◆ PROVIDED PASSAGE:

You can't see in this image, but on the back cover there's an open hatch in the bottom of the room through which a commercial airliner can be seen, trailing smoke from its engines and with a hole in its top hull.  So we've probably going to see a mid-air boarding courtesy of that line-jumper last used in the first third of Book Five.  Like I said, Revenge of the B-Plots.  We had a hundred or so pages last book of setting up a spore-producing factory to repair the atmosphere, that's enough main plot for a bit, eh?

The book jacket does something new... or rather, the one other hardcover Mission Earth volume I have didn't do this, blow half the space on an excerpt.  It's a standard Hubbard Action Sequence where Gris and Raht in a helicopter yank Madison out of a moving car, which then "WENT OFF THE END OF THE PIER!"  The rest is short "hooks" such as "A trained cat kidnaps the infamous Whiz Kid on national television," or "How does assassin Soltan Gris deal with a teenage nymphomaniac and a crazed PR genius?", to which the responses are 1) "assassin" implies training or competence when it comes to killing people, Gris has neither, 2) by having sex with her, and 3) badly.

Standard Voltarian Censor's Disclaimer, saying how the Crown has been "most lenient" in allowing this book to be published even though nothing in it is real and you the reader have much better things to be doing with your time than reading about "Earth."

Our friend 54 Charlee Nine, the Robotbrain in the Translatophone, returns for the Voltarian Translator's Preface, thanking us for having the courage to turn the page despite the Censor's advice to the contrary.  He also feels sorry for us since our "scientists" keep telling us we're alone in the universe, even though we've got Voltarian neighbors just twenty-two light-years away.  Who want to conquer us.  Finally, he advises us to stop wondering where life came from, "because you didn't come from anywhere.  That's a wrong road.  Anywhere and anything comes from you.  Chew on that for a while."  With respect, 54 Charlee Nine, I'm not really comfortable with the idea that I had something to do with Mission Earth.

◆ ACTIONS TO TAKE:
[a] Answer these questions from the Mission Earth review:
(i) What can be seen through the open hatch on the back cover?
(ii) In the excerpt on the book jacket, who pull Madison out of a moving car?
(iii) According to 54 Charlee Nine, how far away are our Voltarian neighbors?
[b] Continue the Mission Earth review from its last sentence, in the same voice.

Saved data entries
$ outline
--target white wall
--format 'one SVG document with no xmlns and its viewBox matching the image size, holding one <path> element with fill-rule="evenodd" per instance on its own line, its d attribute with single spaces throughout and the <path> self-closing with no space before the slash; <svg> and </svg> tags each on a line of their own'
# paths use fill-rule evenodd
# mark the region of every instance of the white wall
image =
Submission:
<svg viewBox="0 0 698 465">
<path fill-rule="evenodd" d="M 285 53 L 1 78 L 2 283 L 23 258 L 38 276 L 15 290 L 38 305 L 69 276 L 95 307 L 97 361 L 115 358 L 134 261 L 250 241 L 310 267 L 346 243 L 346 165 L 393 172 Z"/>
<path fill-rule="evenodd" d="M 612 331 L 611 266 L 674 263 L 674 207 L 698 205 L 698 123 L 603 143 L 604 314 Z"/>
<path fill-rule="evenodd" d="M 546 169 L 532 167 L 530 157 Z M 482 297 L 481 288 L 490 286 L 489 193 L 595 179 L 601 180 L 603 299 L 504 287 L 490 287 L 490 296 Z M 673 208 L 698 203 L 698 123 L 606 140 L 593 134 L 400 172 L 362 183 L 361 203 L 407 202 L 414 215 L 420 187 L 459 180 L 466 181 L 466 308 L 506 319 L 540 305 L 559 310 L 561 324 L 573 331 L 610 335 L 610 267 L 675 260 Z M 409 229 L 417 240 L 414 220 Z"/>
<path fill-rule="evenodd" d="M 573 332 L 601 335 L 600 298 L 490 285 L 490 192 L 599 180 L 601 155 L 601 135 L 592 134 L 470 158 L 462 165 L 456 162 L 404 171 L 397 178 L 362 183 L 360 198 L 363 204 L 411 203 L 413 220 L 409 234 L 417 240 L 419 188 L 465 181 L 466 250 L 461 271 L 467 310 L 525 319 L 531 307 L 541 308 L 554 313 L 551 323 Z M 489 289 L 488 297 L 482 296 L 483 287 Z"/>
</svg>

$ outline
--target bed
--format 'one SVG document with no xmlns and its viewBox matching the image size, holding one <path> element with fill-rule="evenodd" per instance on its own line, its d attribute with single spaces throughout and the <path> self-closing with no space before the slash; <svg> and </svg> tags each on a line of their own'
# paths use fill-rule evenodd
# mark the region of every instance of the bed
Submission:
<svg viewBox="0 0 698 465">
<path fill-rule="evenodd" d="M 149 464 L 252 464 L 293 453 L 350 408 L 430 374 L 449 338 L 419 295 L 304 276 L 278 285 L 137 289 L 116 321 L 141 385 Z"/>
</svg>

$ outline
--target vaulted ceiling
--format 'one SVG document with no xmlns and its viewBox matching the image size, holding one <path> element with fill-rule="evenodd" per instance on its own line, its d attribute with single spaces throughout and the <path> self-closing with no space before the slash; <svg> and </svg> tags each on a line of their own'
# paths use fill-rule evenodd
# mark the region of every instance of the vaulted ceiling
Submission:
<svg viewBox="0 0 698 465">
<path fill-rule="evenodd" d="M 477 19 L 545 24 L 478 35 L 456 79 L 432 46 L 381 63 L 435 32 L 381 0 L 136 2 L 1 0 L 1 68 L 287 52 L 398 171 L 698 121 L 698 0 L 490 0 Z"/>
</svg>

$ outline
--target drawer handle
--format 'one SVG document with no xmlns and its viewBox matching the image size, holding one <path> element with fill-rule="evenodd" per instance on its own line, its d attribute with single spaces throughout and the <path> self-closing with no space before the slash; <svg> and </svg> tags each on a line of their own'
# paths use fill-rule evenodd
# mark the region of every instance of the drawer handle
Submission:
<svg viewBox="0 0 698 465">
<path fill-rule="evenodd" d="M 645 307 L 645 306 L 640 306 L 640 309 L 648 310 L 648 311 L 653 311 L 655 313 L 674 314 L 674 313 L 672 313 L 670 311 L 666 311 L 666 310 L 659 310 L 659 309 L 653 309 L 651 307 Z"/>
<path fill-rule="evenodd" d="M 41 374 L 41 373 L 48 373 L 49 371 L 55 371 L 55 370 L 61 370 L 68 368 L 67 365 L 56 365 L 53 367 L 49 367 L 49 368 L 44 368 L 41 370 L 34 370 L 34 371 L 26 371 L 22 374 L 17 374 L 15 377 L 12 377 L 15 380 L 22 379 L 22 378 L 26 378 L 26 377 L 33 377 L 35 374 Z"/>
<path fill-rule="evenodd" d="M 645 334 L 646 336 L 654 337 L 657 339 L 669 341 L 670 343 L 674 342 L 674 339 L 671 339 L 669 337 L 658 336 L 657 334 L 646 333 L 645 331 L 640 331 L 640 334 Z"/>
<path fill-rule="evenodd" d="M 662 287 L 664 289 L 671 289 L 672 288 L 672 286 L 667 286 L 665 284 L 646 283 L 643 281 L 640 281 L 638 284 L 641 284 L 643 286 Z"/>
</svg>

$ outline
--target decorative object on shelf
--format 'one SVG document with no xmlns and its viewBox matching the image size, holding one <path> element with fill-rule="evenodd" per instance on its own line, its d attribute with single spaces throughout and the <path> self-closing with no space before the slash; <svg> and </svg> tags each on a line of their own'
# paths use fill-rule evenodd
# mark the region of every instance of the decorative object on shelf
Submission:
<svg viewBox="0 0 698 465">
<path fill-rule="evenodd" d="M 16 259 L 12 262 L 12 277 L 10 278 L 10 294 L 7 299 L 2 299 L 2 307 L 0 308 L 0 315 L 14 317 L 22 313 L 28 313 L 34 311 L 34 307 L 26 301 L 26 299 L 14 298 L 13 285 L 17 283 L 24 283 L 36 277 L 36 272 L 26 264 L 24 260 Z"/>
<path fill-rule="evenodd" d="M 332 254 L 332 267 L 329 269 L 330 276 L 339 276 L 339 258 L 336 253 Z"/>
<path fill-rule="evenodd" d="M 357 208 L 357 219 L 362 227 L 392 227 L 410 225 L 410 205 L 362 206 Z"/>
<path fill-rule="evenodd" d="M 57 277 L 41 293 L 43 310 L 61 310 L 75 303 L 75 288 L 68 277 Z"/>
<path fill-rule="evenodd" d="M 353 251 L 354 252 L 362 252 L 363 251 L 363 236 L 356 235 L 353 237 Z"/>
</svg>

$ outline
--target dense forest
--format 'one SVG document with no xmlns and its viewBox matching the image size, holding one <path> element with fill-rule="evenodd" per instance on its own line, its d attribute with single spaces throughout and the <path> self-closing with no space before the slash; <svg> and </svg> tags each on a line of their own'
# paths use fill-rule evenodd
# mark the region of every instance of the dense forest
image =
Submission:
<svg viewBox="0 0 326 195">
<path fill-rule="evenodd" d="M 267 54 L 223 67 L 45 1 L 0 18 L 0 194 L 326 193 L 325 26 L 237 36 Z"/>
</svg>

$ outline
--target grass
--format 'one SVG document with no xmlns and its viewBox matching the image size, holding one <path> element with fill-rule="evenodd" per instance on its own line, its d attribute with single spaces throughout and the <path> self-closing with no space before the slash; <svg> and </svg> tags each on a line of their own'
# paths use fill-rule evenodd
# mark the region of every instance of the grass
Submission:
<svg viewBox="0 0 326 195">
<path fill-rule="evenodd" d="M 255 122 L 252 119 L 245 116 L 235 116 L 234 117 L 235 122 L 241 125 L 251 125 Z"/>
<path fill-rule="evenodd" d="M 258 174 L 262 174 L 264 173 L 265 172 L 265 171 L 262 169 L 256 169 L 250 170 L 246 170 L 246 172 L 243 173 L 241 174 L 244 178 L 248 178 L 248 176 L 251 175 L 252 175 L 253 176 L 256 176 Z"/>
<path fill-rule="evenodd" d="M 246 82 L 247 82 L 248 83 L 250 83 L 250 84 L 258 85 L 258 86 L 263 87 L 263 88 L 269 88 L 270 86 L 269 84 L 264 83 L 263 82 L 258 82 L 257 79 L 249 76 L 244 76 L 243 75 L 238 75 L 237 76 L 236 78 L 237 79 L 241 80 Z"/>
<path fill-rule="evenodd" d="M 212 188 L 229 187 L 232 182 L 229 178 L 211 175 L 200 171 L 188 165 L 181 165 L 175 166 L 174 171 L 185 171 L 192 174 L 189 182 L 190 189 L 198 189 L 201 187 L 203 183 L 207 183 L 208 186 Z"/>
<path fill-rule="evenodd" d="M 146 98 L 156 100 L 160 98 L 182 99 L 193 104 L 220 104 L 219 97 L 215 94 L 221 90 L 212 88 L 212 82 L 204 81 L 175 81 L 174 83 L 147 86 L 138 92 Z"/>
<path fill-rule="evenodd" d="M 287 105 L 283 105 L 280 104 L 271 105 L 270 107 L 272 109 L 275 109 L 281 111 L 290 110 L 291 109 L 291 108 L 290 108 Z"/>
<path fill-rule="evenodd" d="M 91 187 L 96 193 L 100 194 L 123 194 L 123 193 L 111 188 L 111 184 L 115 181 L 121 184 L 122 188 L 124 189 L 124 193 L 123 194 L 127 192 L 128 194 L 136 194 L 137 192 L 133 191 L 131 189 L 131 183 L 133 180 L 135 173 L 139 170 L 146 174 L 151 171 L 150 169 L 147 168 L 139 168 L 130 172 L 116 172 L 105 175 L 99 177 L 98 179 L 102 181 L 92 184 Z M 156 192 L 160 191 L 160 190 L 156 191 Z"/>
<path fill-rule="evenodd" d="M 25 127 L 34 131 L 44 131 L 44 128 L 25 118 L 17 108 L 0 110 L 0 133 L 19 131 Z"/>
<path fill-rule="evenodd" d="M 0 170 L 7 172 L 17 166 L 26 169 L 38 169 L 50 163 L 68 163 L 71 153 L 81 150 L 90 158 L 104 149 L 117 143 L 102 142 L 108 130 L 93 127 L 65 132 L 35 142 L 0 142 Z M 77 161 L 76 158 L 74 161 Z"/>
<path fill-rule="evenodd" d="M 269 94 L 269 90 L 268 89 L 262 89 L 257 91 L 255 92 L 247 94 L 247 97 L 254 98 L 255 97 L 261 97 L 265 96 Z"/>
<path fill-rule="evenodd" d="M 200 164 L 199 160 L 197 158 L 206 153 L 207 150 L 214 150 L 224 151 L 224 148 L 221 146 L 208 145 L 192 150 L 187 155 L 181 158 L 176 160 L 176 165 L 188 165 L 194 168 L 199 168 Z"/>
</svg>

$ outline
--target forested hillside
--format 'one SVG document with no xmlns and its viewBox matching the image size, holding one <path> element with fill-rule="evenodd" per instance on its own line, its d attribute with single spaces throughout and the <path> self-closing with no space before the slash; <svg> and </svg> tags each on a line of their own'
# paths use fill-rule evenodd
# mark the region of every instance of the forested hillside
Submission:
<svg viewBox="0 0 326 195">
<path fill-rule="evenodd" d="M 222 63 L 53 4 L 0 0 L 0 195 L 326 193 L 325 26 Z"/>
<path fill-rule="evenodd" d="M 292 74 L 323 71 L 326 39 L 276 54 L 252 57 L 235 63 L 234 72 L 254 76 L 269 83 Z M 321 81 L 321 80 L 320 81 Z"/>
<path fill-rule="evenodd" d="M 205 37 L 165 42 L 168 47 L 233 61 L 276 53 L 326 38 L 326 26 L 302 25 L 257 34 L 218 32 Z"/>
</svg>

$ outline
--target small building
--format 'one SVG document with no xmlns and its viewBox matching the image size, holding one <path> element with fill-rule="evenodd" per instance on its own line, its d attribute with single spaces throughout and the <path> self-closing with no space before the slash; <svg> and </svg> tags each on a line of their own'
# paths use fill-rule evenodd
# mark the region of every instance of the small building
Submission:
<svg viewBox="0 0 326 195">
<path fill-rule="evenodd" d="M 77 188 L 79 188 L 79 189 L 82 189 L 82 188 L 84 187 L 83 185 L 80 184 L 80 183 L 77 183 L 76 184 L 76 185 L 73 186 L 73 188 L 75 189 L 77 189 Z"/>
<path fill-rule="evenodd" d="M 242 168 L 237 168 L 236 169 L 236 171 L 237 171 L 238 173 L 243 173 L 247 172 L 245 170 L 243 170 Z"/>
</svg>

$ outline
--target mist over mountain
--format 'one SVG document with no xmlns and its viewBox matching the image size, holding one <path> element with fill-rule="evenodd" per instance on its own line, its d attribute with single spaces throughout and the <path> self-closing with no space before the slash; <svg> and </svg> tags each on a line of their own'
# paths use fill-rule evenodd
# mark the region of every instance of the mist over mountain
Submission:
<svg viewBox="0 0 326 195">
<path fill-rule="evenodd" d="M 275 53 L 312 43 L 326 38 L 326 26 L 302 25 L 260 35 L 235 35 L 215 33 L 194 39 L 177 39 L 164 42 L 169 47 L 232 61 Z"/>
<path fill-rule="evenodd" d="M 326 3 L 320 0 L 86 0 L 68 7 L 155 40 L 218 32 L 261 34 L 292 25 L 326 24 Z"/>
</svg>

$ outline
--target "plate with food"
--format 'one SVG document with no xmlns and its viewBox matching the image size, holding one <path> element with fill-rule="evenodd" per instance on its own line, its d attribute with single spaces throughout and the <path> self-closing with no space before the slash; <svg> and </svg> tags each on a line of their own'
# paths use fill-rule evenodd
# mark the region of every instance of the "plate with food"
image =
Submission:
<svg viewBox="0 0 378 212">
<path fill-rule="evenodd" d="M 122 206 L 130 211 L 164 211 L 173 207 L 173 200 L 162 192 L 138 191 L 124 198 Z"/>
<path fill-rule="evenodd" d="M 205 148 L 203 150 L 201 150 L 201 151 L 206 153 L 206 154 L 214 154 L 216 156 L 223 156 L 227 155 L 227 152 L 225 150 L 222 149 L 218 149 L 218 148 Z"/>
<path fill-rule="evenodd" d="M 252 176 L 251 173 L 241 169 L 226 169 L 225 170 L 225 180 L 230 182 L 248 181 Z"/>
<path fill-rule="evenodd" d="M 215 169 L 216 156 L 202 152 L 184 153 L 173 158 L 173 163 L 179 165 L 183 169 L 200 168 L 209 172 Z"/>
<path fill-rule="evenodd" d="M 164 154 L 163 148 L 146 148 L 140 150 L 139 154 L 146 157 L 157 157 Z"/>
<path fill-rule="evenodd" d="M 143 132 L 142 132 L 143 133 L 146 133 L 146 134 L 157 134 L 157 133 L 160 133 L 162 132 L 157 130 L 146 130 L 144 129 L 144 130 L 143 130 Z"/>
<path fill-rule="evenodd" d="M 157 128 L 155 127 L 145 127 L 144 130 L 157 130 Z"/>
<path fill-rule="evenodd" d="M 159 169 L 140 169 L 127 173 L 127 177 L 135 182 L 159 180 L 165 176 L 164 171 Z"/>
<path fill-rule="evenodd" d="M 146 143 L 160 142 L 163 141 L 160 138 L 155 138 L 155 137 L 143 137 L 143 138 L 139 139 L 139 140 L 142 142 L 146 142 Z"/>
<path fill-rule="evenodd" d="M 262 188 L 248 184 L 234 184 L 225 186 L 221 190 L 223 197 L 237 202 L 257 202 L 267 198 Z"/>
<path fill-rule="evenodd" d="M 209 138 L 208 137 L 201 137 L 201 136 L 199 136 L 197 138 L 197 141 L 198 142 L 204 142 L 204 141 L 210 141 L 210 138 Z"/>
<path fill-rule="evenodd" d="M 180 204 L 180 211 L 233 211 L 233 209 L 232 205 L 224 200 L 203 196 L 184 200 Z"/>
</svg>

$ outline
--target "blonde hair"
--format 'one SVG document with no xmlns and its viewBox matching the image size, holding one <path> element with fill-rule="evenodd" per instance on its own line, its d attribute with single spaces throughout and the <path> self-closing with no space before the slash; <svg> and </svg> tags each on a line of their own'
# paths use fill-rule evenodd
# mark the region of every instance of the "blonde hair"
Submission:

◆ RESULTS BY TASK:
[a]
(i) A commercial airliner trailing smoke from its engines, with a hole in its top hull.
(ii) Gris and Raht, from a helicopter.
(iii) Twenty-two light-years.

[b]
The book's Key is updated.  Teenie's last name is evidently Whopper.  She listed as "Teenager who kept seducing Gris."  Pinch and Candy are still listed as lesbians, though, despite all that heterosexual interaction with Gris.

Finally, Part Fifty-Two opens with more of Gris' confessing, i.e. recapping the previous book for us.  He spends all of one line referring to that nonsense with Torpedo the hitman by mentioning he'd arranged for "the murder of a nonperson," and doesn't so much as mention the real plot points in the first third of Death Quest - Heller setting up the atmosphere-healing factory, and Krak mind-raping enough people to set Heller up as Rockecenter's heir.  No, instead Gris wants to talk about his marriage to Pinch and Candy, and Heller getting slandered by media allegations of polygamy.  Then he rants that he's "just a bunch of stupid chemicals" who can't be held accountable for his actions, and why it's vital for people to believe this.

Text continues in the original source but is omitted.